_YOUR ASSIGNMENT_: Write out the data below in full, unchanged, minus the images.

■ ■ ■ ■ ■

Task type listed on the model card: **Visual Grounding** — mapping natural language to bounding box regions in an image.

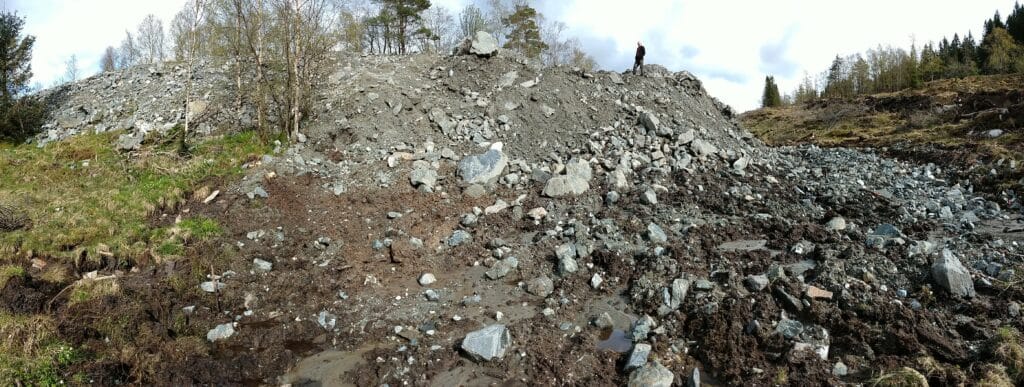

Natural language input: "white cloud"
[434,0,1017,111]
[6,0,1017,110]
[6,0,185,87]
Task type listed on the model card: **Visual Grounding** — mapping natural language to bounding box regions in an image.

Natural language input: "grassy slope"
[0,130,270,384]
[742,74,1024,162]
[0,131,269,266]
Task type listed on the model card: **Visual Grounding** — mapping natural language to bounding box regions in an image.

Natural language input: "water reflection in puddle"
[596,328,632,353]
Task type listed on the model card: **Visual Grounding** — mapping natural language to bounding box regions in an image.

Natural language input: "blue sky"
[5,0,1020,111]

■ ■ ■ ■ ■

_ANSWER BELOW_:
Task type listed on the model card: **Visual Grounding** — mapping natural language to bounding box regions in an image.


Natural language input: "white cloud"
[434,0,1017,111]
[6,0,1017,110]
[6,0,185,87]
Task type listed on the model card: **Visual Grounding** — mapping natural language to bounding box regions in an image.

Natural language input: "grassy slope"
[0,130,270,384]
[742,74,1024,162]
[0,131,269,266]
Task type listed on the model card: **Visual Grounding** — mapping natural language to bounding box regions in an image.

Natural language input: "water reflection in puddle"
[596,328,632,353]
Task type listed on the model card: **Visual Grounding** — mapping natural language to bounding box regions in an image.

Natural language input: "blue sky"
[5,0,1020,111]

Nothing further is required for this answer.